**TASK REQUIREMENTS**
Return every line of the records that contains the string "elephant", treating uppercase and lowercase letters as distinct.

:::

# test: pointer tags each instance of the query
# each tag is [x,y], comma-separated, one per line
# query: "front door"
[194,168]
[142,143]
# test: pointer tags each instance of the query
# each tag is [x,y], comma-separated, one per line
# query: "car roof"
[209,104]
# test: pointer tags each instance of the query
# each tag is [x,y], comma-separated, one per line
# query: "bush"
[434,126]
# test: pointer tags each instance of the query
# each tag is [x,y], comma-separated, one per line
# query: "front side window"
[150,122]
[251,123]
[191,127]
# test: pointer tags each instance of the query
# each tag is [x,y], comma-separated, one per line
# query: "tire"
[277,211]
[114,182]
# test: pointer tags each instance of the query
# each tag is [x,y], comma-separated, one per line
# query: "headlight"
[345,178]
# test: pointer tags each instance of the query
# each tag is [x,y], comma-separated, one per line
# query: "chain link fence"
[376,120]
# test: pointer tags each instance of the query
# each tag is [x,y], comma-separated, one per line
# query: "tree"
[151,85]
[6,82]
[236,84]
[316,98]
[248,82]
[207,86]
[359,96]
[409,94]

:::

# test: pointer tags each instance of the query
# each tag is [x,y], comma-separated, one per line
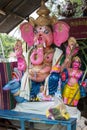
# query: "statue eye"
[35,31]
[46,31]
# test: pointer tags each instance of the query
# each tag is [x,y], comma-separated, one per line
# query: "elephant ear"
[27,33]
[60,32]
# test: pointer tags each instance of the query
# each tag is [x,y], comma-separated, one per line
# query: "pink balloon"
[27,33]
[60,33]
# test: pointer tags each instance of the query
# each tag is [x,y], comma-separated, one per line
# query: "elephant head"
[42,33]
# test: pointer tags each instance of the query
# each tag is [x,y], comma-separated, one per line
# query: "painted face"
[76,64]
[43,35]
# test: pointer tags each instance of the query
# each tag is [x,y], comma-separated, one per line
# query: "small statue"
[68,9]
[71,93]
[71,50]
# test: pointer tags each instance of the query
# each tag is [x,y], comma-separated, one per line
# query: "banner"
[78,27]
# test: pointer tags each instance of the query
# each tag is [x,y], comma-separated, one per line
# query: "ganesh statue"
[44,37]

:::

**FULL ANSWER**
# query: "elephant ear"
# query: "elephant head"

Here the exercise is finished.